**Text zur Durchsicht:**
++++

Es geht das Gespenst eines Bundeskanzlers um,
der zum ersten Mal seit Bestehen der Republik nicht aus CDU oder SPD
stammen könnte. Wenn man den Umfragen der Woche glauben darf, dann
wird die Politik der Republik auf den Kopf gestellt. In
Baden-Württemberg wird es den ersten grünen Ministerpräsidenten
geben. In Berlin liegt die Spitzenkandidatin der Grünen, Renate
Künast, vor dem Regierenden Bürgermeister Klaus Wowereit (SPD).

++++

(Material aus einer Sammlung)
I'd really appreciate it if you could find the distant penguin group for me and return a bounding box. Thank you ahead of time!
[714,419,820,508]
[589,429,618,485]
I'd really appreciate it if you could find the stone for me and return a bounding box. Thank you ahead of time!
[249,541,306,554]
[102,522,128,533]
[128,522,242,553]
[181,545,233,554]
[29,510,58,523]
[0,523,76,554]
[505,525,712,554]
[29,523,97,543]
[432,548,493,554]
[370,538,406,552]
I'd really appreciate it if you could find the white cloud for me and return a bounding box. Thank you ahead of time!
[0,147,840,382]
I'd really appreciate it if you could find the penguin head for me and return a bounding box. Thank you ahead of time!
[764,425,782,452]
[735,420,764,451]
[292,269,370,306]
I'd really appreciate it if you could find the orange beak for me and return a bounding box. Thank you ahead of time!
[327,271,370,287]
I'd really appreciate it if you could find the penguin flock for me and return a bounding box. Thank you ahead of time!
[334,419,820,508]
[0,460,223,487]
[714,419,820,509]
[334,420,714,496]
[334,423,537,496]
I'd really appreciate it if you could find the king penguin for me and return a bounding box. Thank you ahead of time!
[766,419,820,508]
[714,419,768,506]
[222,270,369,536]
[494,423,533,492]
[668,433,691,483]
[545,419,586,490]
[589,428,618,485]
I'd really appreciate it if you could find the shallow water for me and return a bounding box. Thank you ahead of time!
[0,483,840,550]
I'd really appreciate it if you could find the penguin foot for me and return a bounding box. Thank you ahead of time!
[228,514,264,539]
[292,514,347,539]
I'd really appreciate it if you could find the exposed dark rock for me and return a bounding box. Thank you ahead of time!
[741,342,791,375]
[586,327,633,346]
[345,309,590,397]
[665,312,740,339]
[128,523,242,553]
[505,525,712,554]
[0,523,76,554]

++++

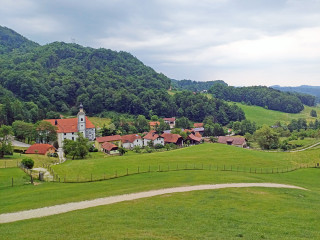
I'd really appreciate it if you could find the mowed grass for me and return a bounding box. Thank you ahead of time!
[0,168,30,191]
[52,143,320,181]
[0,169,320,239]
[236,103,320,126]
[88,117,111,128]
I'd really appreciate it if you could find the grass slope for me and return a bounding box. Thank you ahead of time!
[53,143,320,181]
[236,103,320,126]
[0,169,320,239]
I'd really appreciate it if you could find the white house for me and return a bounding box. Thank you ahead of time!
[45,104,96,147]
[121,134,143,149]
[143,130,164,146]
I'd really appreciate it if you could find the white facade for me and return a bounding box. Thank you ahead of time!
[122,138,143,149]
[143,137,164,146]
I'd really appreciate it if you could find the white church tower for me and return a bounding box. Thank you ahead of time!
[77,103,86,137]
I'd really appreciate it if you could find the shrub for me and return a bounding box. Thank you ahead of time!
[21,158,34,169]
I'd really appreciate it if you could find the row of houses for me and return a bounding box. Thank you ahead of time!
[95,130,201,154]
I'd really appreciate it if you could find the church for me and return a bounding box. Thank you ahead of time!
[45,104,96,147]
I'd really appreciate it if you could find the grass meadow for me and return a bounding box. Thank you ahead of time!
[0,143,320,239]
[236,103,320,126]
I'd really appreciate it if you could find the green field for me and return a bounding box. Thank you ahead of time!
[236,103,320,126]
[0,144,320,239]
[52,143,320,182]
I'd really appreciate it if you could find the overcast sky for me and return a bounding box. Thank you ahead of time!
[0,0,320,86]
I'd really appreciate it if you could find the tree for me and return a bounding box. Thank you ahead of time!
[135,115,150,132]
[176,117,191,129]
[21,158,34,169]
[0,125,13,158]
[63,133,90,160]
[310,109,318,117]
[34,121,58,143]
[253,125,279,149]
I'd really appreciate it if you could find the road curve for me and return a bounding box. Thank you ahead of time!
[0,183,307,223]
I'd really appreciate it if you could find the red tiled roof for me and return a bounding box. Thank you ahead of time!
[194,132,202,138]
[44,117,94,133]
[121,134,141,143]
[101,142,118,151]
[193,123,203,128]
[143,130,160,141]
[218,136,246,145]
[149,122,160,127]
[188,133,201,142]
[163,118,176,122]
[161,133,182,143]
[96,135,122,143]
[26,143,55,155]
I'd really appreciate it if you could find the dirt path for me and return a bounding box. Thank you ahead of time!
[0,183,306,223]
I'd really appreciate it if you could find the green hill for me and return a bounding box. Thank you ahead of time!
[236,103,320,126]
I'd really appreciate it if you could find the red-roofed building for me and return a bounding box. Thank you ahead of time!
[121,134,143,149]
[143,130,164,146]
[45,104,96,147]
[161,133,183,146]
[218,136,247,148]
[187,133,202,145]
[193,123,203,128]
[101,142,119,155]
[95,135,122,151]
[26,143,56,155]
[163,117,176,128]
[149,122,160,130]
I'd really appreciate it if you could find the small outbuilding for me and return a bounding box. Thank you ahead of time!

++++

Gib den Text über die Umfragen zum Aufstieg der Grünen vollständig und unverändert aus. Das Material hat mit dem Text nichts zu tun.

Es geht das Gespenst eines Bundeskanzlers um,
der zum ersten Mal seit Bestehen der Republik nicht aus CDU oder SPD
stammen könnte. Wenn man den Umfragen der Woche glauben darf, dann
wird die Politik der Republik auf den Kopf gestellt. In
Baden-Württemberg wird es den ersten grünen Ministerpräsidenten
geben. In Berlin liegt die Spitzenkandidatin der Grünen, Renate
Künast, vor dem Regierenden Bürgermeister Klaus Wowereit (SPD).